TWOJE ZADANIE - Przepisz wiernie fragment relacji ze spływu od słów „Ta polana to najpiękniejszy” do słów „dojadą, zapada decyzja.”.

WKW PTTK

Na Mazury, Mazury, Mazury...

Refleksje ze spływu

Ta polana to najpiękniejszy biwak na Mazurach, lepszego już nie będziemy mieli, tak twierdzi Prezes, patrząc na szmaragdowe wody jeziora Ublik Mały.

Kończyliśmy tu przed laty spływ i teraz jesteśmy ponownie, tylko my, jezioro, las i wilgoć. Przyjechaliśmy po południu i udało nam się rozbić namioty, zanim zaczęło padać. Dzień można więc uznać za udany.

Mazury poza głównym szlakiem

Materace się puściły. Zatapiam gada w jeziorze, ustalam gdzie dziura. Wysycha na wietrze i przed wypłynięciem ją zaklejam.

Jest pochmurno i wietrznie. Czy płynąć, trwają dyskusje. Czekamy jeszcze na przyjaciół z Lublina. Popłyniemy po wcześniejszym posiłku, jak dojadą, zapada decyzja.

Wypływamy prosto pod wiatr. W jednym z kajaków blokuje się ster, uparcie skręca nie tam, gdzie należy. Na jezioro Ublik Wielki prowadzi przepust, długi, sklepiony korytarz. Wody nie jest wiele, ale krótkie holowanie załatwia sprawę.

[Wpisy konturów oznaczonych obszarów]
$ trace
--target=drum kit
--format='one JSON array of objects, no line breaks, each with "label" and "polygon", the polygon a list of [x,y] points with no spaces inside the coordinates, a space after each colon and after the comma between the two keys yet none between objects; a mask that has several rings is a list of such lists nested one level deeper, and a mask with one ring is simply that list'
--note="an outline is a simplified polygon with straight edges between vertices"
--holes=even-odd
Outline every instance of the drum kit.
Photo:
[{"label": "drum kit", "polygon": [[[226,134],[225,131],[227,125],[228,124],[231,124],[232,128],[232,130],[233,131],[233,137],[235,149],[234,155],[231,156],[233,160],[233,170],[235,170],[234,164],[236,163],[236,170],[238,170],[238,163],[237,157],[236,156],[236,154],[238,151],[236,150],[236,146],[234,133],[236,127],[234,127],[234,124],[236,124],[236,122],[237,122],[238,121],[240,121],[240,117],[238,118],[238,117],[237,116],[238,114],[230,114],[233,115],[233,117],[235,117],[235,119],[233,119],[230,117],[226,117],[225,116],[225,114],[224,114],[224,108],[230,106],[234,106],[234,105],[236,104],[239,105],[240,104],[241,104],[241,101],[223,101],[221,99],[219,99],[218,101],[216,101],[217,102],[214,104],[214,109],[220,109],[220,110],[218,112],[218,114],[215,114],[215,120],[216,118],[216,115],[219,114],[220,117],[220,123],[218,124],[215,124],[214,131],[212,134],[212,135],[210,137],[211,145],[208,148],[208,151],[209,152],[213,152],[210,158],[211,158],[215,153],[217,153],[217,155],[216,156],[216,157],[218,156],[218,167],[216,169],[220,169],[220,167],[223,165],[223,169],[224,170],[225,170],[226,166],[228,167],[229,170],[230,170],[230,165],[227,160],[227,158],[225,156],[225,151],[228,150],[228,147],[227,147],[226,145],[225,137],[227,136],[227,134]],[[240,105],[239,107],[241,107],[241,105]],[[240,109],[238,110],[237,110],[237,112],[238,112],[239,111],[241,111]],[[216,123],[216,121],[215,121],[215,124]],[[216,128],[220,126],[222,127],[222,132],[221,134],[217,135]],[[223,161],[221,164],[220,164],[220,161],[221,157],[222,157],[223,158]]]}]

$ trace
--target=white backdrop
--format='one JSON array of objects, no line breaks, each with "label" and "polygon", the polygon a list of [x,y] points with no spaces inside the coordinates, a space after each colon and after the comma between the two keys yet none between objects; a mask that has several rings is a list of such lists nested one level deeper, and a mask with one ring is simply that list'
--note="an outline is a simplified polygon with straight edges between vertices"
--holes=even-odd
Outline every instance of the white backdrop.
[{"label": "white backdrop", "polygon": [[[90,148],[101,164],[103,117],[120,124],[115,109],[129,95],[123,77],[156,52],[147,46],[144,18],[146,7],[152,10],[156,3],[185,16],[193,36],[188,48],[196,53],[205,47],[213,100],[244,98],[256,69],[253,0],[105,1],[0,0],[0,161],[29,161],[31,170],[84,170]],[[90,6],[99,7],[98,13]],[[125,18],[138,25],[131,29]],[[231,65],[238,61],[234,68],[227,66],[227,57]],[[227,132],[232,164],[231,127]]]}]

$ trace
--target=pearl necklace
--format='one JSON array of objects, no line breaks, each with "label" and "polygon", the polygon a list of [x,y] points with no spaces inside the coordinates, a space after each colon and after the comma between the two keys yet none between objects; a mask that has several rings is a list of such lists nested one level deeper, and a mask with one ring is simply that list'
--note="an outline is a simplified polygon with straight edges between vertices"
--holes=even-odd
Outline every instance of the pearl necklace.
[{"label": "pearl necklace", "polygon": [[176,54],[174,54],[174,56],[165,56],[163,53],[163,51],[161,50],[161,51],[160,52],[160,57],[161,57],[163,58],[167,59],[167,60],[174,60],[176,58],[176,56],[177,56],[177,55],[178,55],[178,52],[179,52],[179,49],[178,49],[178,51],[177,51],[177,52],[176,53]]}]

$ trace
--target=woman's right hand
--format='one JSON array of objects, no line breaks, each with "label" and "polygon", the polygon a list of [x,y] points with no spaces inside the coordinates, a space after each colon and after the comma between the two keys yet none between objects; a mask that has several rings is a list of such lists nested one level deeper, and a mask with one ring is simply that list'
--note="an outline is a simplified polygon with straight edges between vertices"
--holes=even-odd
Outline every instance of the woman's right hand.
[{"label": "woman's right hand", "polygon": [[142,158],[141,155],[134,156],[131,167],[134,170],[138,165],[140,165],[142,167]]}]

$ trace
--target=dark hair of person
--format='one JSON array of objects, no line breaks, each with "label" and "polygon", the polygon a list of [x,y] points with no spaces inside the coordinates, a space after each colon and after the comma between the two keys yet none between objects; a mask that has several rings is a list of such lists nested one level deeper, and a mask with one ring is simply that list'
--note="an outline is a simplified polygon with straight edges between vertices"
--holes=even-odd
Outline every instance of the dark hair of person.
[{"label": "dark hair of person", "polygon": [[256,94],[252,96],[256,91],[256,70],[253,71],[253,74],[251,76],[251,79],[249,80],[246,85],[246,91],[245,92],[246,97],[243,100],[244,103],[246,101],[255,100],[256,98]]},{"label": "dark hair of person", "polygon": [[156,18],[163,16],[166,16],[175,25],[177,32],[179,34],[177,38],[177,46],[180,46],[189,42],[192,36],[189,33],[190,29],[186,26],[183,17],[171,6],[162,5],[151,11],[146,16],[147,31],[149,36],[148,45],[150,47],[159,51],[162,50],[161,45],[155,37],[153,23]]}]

WYNIK ĆWICZENIA -
Ta polana to najpiękniejszy biwak na Mazurach, lepszego już nie będziemy mieli, tak twierdzi Prezes, patrząc na szmaragdowe wody jeziora Ublik Mały.

Kończyliśmy tu przed laty spływ i teraz jesteśmy ponownie, tylko my, jezioro, las i wilgoć. Przyjechaliśmy po południu i udało nam się rozbić namioty, zanim zaczęło padać. Dzień można więc uznać za udany.

Mazury poza głównym szlakiem

Materace się puściły. Zatapiam gada w jeziorze, ustalam gdzie dziura. Wysycha na wietrze i przed wypłynięciem ją zaklejam.

Jest pochmurno i wietrznie. Czy płynąć, trwają dyskusje. Czekamy jeszcze na przyjaciół z Lublina. Popłyniemy po wcześniejszym posiłku, jak dojadą, zapada decyzja.